» **Required work**
The records below are to be written out exactly, with every picture omitted.

» **Data for the task**
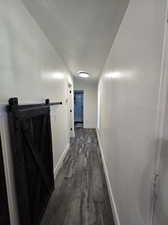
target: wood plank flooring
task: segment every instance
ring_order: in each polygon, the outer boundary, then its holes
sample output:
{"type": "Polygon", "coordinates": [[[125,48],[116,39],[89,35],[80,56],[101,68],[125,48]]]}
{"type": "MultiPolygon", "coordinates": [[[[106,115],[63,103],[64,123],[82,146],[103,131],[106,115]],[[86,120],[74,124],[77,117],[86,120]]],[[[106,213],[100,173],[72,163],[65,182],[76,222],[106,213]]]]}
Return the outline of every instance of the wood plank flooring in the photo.
{"type": "Polygon", "coordinates": [[[114,225],[94,129],[76,129],[41,225],[114,225]]]}

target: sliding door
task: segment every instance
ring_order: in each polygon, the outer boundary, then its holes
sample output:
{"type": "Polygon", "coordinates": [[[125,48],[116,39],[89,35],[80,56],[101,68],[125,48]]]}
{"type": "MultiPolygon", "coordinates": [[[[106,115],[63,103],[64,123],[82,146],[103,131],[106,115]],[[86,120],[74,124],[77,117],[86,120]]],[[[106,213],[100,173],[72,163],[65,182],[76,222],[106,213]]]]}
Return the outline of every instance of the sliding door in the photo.
{"type": "Polygon", "coordinates": [[[8,106],[20,225],[38,225],[54,190],[49,105],[8,106]]]}

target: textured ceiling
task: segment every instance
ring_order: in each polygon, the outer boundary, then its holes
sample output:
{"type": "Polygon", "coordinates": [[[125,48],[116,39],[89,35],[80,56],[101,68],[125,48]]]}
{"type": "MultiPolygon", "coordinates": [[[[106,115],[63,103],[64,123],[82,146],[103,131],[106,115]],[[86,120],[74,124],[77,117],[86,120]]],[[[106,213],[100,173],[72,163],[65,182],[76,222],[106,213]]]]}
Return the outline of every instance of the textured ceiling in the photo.
{"type": "Polygon", "coordinates": [[[70,72],[98,79],[129,0],[23,0],[70,72]]]}

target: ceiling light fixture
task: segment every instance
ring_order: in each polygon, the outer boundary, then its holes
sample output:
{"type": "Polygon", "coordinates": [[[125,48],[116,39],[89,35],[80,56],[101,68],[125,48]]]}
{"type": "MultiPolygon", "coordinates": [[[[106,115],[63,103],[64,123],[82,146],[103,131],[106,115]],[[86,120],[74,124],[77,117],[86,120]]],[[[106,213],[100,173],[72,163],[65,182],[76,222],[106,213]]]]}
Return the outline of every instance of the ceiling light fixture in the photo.
{"type": "Polygon", "coordinates": [[[88,78],[90,75],[87,72],[78,72],[78,76],[81,78],[88,78]]]}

» **Response below**
target: wood plank flooring
task: segment every instance
ring_order: in each polygon, the outer boundary, then its holes
sample output:
{"type": "Polygon", "coordinates": [[[125,48],[116,39],[89,35],[80,56],[101,68],[125,48]]]}
{"type": "MultiPolygon", "coordinates": [[[[106,115],[63,103],[64,123],[82,146],[103,131],[106,115]],[[86,120],[74,124],[77,117],[86,120]]],[[[106,213],[100,173],[72,163],[65,182],[76,222],[106,213]]]]}
Return the outline of every instance of the wood plank flooring in the photo.
{"type": "Polygon", "coordinates": [[[114,225],[94,129],[76,129],[41,225],[114,225]]]}

target: sliding door
task: segment every instance
ring_order: in each polygon, the outer boundary, then its holes
sample output:
{"type": "Polygon", "coordinates": [[[125,48],[116,39],[89,35],[80,56],[101,68],[125,48]]]}
{"type": "MultiPolygon", "coordinates": [[[[106,115],[63,103],[64,123],[82,146],[103,131],[106,115]],[[86,120],[74,124],[77,117],[86,120]]],[[[106,213],[100,173],[72,163],[65,182],[76,222],[106,213]]]]}
Return the outline of every instance of the sliding door in the photo.
{"type": "Polygon", "coordinates": [[[8,106],[20,225],[38,225],[54,190],[49,105],[8,106]]]}

target: textured ceiling
task: segment every instance
ring_order: in each polygon, the outer boundary, then its holes
sample output:
{"type": "Polygon", "coordinates": [[[125,48],[116,39],[89,35],[80,56],[101,68],[125,48]]]}
{"type": "MultiPolygon", "coordinates": [[[[106,115],[63,103],[64,123],[82,146],[103,131],[106,115]],[[86,120],[74,124],[77,117],[86,120]]],[[[106,213],[100,173],[72,163],[65,182],[76,222],[106,213]]]]}
Return the outline of every instance of the textured ceiling in the photo.
{"type": "Polygon", "coordinates": [[[70,72],[98,79],[129,0],[23,0],[70,72]]]}

target: ceiling light fixture
task: segment every instance
ring_order: in each polygon, the outer boundary, then its holes
sample output:
{"type": "Polygon", "coordinates": [[[125,48],[116,39],[89,35],[80,56],[101,68],[125,48]]]}
{"type": "MultiPolygon", "coordinates": [[[[106,115],[63,103],[64,123],[82,146],[103,131],[106,115]],[[86,120],[74,124],[77,117],[86,120]]],[[[106,213],[100,173],[72,163],[65,182],[76,222],[106,213]]]]}
Return the outline of every instance of the ceiling light fixture in the photo.
{"type": "Polygon", "coordinates": [[[88,78],[90,75],[87,72],[78,72],[78,76],[81,78],[88,78]]]}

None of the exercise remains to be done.